The penalty clause in a company’s by-laws and the impact on M&A transactions – the opinion of the Notary Council of Milan

Thursday 31 March 2022

Paolo Consales

Pirola Pennuto Zei e Associati, Rome

paolo.consales@studiopirola.com

To clarify certain approaches common in M&A practices – particularly in those cases when there is an acquisition of only a majority shareholding – a recent opinion from the Notary Council of Milan confirmed the legitimacy of those clauses of a company’s by-laws providing a penalty for breaches by the shareholders of certain obligations under the by-laws. This opinion should be considered when:

  • negotiating the acquisition of the (majority or minority) stake in an Italian company;
  • the management or the existing shareholder is to retain a shareholding in the target company; and
  • negotiating way-out clauses or deadlock clauses.

The by-law penalty clause

The Notary Council of Milan (the Council) is the public entity charged with governing the activities of all notaries in the Milan region. It is particularly active in providing guidelines to notaries in all areas of corporate law; its opinions are widely respected and applied. Several of its opinions impact M&A transactions and should be borne in mind while negotiating M&A deals. In November 2020, the Council issued an opinion clarifying the legitimacy of clauses of a company’s by-laws that limit the circulation of shares by recalling a shareholders’ agreement so that the effects of the shareholders’ agreement impact not only the parties, but may also have effects vis-à-vis the company.

(Items listed in a dataset)
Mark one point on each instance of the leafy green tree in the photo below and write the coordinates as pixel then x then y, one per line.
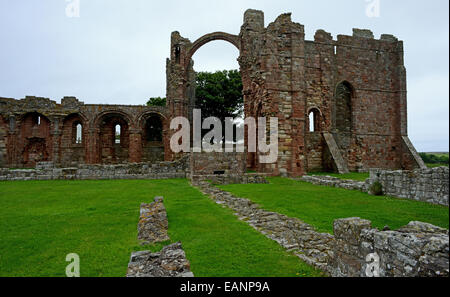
pixel 156 101
pixel 219 95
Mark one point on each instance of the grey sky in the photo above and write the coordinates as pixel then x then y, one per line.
pixel 115 51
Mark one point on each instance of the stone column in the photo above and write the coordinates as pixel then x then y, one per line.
pixel 92 146
pixel 135 146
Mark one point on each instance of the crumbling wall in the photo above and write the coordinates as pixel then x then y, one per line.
pixel 39 129
pixel 416 250
pixel 47 171
pixel 217 163
pixel 152 228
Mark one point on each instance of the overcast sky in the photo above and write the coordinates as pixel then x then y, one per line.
pixel 115 51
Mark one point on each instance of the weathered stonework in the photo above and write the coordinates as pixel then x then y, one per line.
pixel 355 86
pixel 337 182
pixel 152 228
pixel 428 185
pixel 169 262
pixel 225 179
pixel 47 171
pixel 416 250
pixel 153 224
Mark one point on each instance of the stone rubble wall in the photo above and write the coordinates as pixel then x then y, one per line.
pixel 46 171
pixel 153 224
pixel 311 246
pixel 418 249
pixel 171 261
pixel 428 185
pixel 225 179
pixel 208 163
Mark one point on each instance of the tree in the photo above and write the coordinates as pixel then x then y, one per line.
pixel 156 101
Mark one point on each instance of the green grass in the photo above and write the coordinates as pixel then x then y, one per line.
pixel 321 205
pixel 42 221
pixel 352 175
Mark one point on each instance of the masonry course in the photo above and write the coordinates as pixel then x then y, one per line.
pixel 418 249
pixel 354 86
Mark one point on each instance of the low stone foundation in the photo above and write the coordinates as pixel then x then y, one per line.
pixel 153 224
pixel 311 246
pixel 428 185
pixel 46 171
pixel 418 249
pixel 336 182
pixel 225 179
pixel 171 260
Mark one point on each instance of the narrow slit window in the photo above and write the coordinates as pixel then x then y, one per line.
pixel 79 135
pixel 311 122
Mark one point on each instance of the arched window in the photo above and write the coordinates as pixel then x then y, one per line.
pixel 344 92
pixel 153 128
pixel 117 129
pixel 314 120
pixel 79 134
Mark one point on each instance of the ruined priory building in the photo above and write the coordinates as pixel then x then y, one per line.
pixel 352 90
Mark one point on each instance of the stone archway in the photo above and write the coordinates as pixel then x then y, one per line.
pixel 233 39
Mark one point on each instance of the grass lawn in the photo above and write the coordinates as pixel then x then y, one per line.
pixel 42 221
pixel 321 205
pixel 352 175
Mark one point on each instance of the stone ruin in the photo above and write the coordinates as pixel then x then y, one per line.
pixel 341 106
pixel 171 260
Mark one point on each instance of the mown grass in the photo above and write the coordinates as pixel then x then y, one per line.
pixel 41 222
pixel 359 176
pixel 321 205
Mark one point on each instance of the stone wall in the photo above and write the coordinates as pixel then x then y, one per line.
pixel 428 185
pixel 225 179
pixel 331 181
pixel 171 261
pixel 35 129
pixel 416 250
pixel 46 171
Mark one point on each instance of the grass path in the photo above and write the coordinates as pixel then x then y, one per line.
pixel 321 205
pixel 42 221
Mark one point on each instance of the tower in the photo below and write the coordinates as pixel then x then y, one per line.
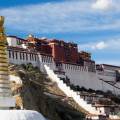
pixel 6 100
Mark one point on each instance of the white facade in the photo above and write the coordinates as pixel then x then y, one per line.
pixel 78 75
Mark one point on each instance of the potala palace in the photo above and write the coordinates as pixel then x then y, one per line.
pixel 65 65
pixel 65 60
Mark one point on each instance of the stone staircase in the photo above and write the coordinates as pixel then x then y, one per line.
pixel 70 93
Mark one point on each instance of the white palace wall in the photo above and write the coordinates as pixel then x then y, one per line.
pixel 78 75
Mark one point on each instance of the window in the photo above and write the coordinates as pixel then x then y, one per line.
pixel 9 53
pixel 20 56
pixel 13 54
pixel 16 55
pixel 26 56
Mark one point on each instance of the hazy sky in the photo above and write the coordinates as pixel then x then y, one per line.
pixel 93 24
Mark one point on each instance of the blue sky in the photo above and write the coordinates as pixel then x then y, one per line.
pixel 93 24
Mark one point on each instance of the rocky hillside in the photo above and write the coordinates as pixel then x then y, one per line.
pixel 34 91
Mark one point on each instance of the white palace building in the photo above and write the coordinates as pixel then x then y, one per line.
pixel 64 64
pixel 65 60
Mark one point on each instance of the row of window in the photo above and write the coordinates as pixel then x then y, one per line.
pixel 22 55
pixel 46 59
pixel 81 68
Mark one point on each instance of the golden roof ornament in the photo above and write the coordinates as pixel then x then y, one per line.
pixel 2 34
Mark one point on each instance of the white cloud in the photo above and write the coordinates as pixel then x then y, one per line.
pixel 110 45
pixel 102 4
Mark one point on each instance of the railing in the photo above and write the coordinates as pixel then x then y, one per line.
pixel 70 93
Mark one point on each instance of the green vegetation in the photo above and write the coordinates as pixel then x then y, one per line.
pixel 35 85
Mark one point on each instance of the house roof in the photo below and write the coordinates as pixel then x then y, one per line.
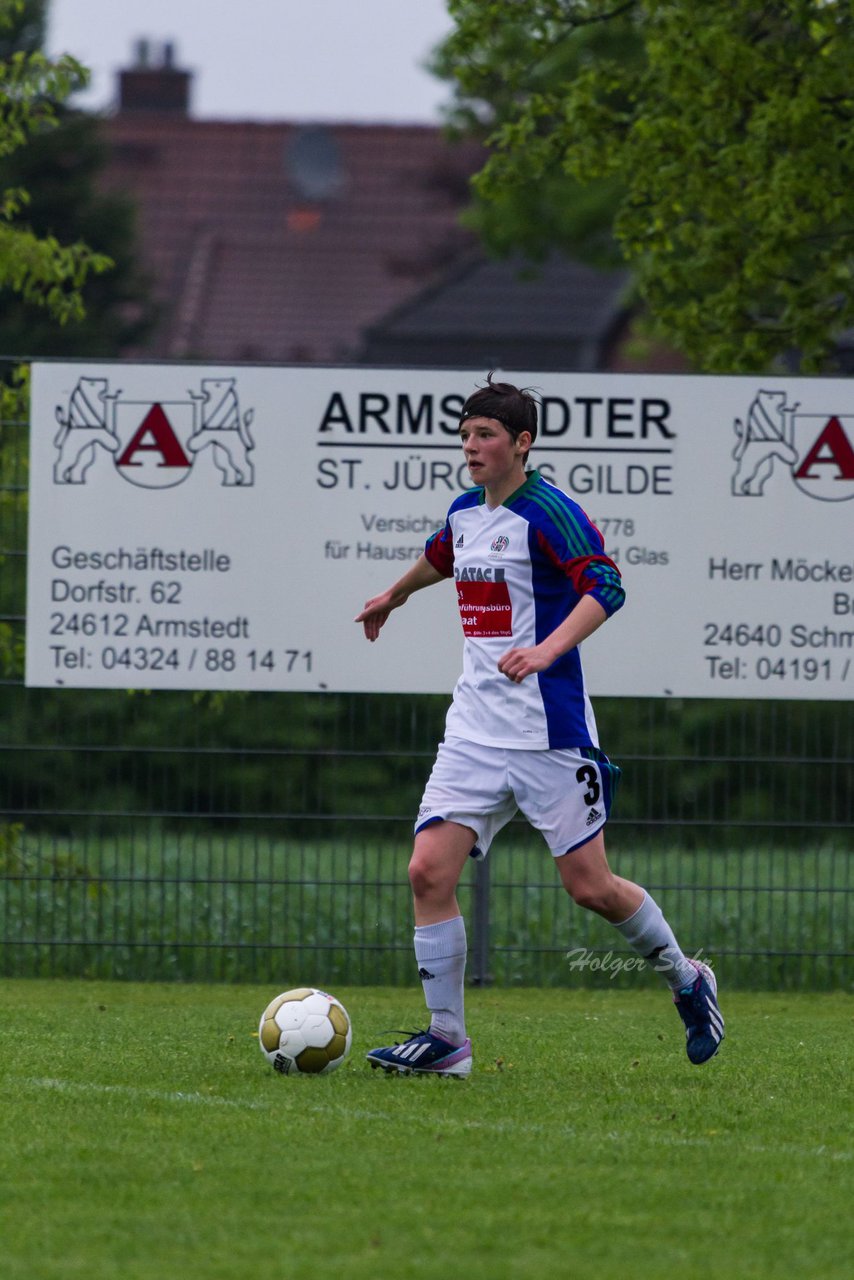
pixel 286 242
pixel 511 314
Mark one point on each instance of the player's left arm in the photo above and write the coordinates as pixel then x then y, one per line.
pixel 578 625
pixel 597 580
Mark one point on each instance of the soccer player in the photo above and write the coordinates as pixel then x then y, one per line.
pixel 533 581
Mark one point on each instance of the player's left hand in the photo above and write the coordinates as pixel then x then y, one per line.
pixel 519 663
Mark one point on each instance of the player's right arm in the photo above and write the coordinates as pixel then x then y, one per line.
pixel 377 609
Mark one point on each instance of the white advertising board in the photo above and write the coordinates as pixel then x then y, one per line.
pixel 219 528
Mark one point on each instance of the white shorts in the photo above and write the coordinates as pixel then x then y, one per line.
pixel 565 794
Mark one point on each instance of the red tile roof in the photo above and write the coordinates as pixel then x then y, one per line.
pixel 249 264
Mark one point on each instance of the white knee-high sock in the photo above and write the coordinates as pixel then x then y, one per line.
pixel 649 935
pixel 441 954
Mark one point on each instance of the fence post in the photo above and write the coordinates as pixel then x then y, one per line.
pixel 479 950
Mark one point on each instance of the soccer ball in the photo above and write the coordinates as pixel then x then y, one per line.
pixel 305 1032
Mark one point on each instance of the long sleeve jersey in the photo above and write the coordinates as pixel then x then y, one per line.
pixel 520 570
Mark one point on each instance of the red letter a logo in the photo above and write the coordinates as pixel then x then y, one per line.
pixel 830 448
pixel 154 435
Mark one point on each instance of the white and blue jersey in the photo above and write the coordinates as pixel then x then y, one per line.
pixel 520 570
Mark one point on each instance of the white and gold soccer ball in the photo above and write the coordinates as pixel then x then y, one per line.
pixel 305 1032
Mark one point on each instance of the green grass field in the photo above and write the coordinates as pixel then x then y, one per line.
pixel 145 1137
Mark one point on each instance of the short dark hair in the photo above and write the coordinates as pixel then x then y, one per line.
pixel 514 407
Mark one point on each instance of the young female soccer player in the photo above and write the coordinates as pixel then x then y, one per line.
pixel 533 581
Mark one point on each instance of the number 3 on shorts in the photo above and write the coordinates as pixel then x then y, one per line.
pixel 589 775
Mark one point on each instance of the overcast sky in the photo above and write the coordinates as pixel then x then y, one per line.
pixel 268 59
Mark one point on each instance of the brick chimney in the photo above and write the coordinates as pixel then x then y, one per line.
pixel 154 83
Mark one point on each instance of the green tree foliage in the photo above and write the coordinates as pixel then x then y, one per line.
pixel 36 268
pixel 725 132
pixel 64 233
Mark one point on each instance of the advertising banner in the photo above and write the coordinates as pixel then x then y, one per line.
pixel 219 528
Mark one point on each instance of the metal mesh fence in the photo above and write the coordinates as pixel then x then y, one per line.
pixel 265 836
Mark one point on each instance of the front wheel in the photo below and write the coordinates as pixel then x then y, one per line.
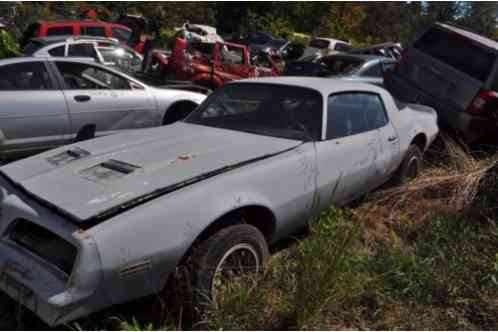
pixel 411 166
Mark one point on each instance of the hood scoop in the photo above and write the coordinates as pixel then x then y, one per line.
pixel 68 156
pixel 108 171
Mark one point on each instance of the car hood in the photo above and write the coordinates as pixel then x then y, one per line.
pixel 89 179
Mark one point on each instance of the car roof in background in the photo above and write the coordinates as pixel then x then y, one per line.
pixel 325 86
pixel 468 34
pixel 361 57
pixel 83 21
pixel 58 39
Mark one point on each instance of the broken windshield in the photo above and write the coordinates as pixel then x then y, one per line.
pixel 264 109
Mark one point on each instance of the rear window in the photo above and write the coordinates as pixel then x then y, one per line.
pixel 123 35
pixel 60 31
pixel 319 43
pixel 342 47
pixel 44 244
pixel 457 52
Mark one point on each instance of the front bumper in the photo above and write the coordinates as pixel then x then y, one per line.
pixel 34 283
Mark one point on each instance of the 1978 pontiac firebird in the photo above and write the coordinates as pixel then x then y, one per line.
pixel 105 221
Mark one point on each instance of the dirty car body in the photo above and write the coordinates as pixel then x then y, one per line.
pixel 288 146
pixel 48 102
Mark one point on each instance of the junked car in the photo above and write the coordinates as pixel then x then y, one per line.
pixel 352 67
pixel 455 72
pixel 106 51
pixel 48 102
pixel 257 160
pixel 319 47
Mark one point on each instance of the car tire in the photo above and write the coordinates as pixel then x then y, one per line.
pixel 411 166
pixel 241 245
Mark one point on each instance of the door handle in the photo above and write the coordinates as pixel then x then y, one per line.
pixel 82 98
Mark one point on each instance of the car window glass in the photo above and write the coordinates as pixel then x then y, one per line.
pixel 457 52
pixel 341 66
pixel 342 47
pixel 84 76
pixel 57 51
pixel 319 43
pixel 32 47
pixel 120 57
pixel 267 109
pixel 60 31
pixel 82 50
pixel 354 113
pixel 231 55
pixel 121 34
pixel 93 31
pixel 24 76
pixel 373 71
pixel 389 67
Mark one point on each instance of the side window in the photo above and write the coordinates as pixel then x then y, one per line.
pixel 24 76
pixel 93 31
pixel 60 31
pixel 354 113
pixel 57 51
pixel 373 71
pixel 82 50
pixel 81 76
pixel 341 47
pixel 121 34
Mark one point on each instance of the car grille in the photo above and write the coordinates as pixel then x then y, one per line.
pixel 44 244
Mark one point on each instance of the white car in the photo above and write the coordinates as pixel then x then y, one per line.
pixel 48 102
pixel 199 33
pixel 105 221
pixel 106 51
pixel 319 47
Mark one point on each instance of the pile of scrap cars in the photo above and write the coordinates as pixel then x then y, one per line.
pixel 103 214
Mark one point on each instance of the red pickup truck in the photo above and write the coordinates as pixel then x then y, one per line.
pixel 211 65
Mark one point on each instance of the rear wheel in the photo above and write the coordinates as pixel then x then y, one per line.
pixel 411 166
pixel 231 252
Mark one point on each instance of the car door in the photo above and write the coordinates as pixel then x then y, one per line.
pixel 33 112
pixel 377 119
pixel 104 100
pixel 347 158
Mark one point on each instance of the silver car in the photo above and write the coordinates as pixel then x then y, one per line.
pixel 109 220
pixel 48 102
pixel 106 51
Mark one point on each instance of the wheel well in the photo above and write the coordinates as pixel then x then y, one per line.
pixel 178 111
pixel 258 216
pixel 421 141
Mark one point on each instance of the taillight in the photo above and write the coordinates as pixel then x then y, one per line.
pixel 478 106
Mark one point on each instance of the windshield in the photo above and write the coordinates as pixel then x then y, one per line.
pixel 265 109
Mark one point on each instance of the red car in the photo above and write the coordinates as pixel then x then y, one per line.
pixel 210 65
pixel 76 28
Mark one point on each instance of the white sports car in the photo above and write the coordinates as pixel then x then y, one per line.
pixel 105 221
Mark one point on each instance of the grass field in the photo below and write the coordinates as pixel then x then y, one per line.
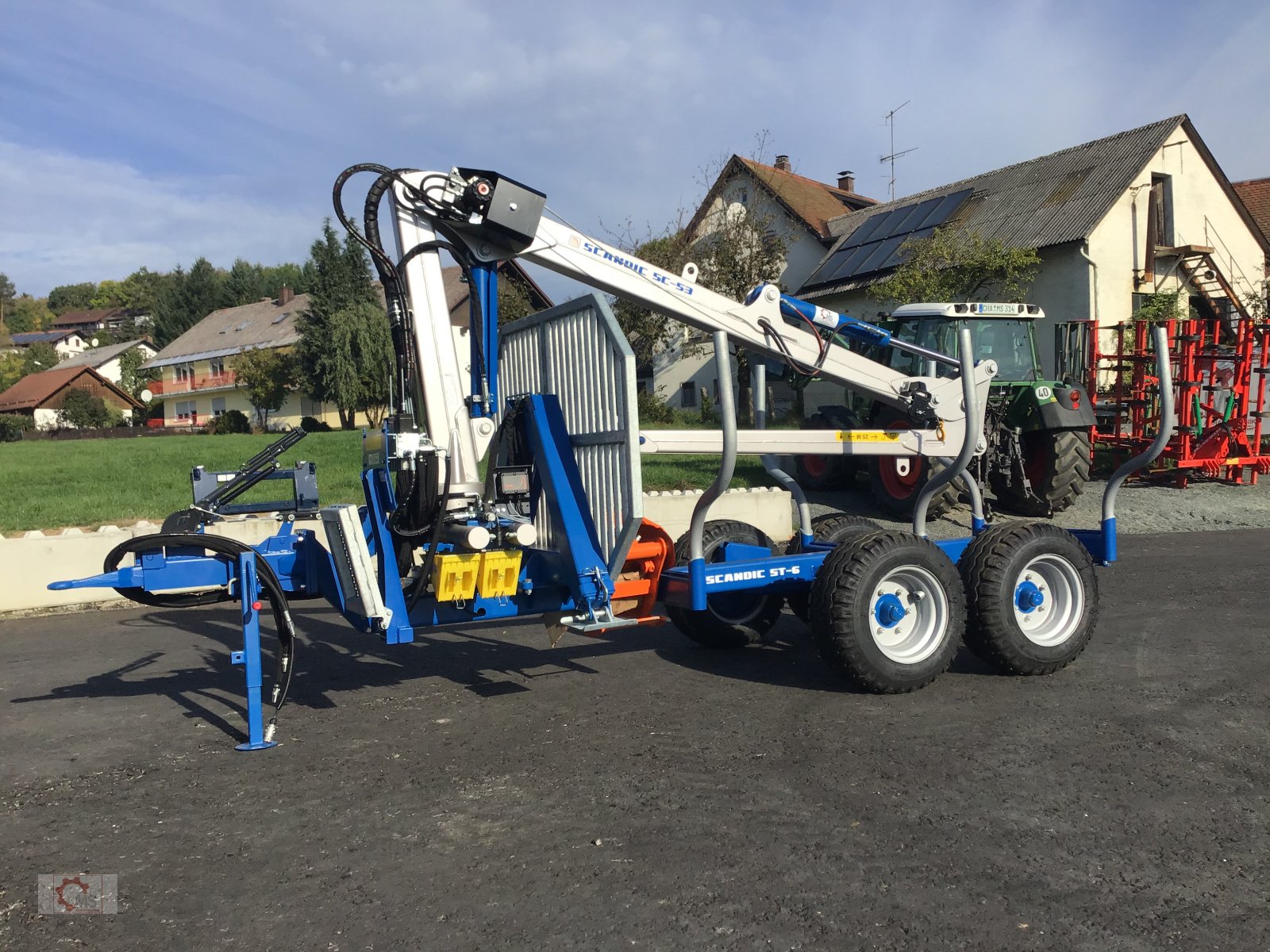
pixel 89 482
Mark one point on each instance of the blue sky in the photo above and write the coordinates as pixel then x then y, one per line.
pixel 152 132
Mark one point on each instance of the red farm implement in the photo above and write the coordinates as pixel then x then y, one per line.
pixel 1219 361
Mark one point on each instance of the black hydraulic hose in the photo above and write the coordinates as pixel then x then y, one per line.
pixel 286 628
pixel 421 585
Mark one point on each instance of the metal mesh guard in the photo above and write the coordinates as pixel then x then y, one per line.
pixel 577 352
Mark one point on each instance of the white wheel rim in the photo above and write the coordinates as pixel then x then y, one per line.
pixel 1048 601
pixel 908 615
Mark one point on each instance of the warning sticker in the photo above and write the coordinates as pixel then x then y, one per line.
pixel 870 436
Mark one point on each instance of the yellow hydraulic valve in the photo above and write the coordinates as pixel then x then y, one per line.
pixel 454 577
pixel 499 573
pixel 457 577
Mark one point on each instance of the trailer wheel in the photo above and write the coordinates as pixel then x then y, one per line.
pixel 1034 597
pixel 888 611
pixel 730 619
pixel 827 527
pixel 895 480
pixel 1057 463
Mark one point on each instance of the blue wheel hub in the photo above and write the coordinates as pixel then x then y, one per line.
pixel 1028 597
pixel 889 611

* _Written request 1_:
Answer these from the article on by-law penalty clauses:
(a) What kind of by-law clauses did the recent opinion from the Notary Council of Milan confirm as legitimate?
(b) What public entity is the Council?
(c) In what month and year did the Council issue its opinion on clauses that limit the circulation of shares?
* _Written request 2_:
State whether each statement agrees with the article on by-law penalty clauses, answering yes or no and quoting the words that decide it:
(a) The Council governs the activities of notaries throughout Italy.
(b) The opinion should be considered when negotiating way-out clauses.
(c) The article is dated on a Friday.
* _Written request 3_:
Continue the article on by-law penalty clauses from where it stops.

* _Expected output 1_:
(a) Clauses of a company's by-laws providing a penalty for breaches by the shareholders of certain obligations under the by-laws.
(b) The public entity charged with governing the activities of all notaries in the Milan region.
(c) November 2020.

* _Expected output 2_:
(a) No: "charged with governing the activities of all notaries in the Milan region"
(b) Yes: "negotiating way-out clauses or deadlock clauses"
(c) No: "Thursday 31 March 2022"

* _Expected output 3_:
Opinion No 198, issued on 23 November 2021, confirmed that it is legitimate to insert in a company’s by-laws a clause providing for the application of penalties on shareholders, should the obligations provided in those by-laws be breached. The penalties can:

  • be in the form of the payment of an amount indicated in the by-laws;
  • effect material changes of the corporate rights in the company for the breaching shareholder; or
  • lead to a conversion of the category of the shareholder’s shares with consequent changes in the shareholder’s rights.

In the opinion, the Council made reference to the following provisions of the Italian Civil Code:

  • the exclusion of a quota holder: pursuant to Article 2473-bis of the Italian Civil Code, the quotaholder of a limited liability company (Società a responsabilità limitata) may be excluded ‘for just cause’ in the event the quota holder fails to comply with an obligation provided by law or by the by-laws. The excluded quotaholder is entitled to obtain reimbursement for their quotas; and
  • consequences for shareholders who do not fulfil their contributory obligations or breach the obligation to provide services as contributions in exchange for shares.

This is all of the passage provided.